(INPUT FOR THIS TASK)

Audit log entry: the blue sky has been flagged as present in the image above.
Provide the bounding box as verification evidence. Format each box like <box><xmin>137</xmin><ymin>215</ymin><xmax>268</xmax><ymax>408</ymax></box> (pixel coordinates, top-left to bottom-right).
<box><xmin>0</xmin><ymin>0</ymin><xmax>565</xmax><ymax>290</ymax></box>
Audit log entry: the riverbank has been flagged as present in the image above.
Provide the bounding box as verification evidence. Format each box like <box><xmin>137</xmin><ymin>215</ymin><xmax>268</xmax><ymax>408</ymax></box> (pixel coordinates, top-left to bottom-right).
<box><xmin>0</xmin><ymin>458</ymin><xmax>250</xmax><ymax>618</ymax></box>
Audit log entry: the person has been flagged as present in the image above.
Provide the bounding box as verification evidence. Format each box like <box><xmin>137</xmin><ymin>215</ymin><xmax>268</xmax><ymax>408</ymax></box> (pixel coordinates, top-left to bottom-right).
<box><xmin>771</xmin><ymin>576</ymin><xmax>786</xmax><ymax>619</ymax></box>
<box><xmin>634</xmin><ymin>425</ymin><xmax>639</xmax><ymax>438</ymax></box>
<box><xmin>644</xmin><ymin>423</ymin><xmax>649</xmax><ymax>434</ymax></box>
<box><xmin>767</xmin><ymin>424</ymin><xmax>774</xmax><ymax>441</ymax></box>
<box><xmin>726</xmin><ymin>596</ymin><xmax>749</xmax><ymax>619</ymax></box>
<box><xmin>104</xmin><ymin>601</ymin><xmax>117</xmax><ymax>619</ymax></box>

(End INPUT FOR THIS TASK)

**EXERCISE PROMPT**
Take from the entries every line that has the string "flagged".

**EXPECTED ANSWER**
Audit log entry: the blue sky has been flagged as present in the image above.
Audit log entry: the riverbank has been flagged as present in the image above.
Audit log entry: the person has been flagged as present in the image above.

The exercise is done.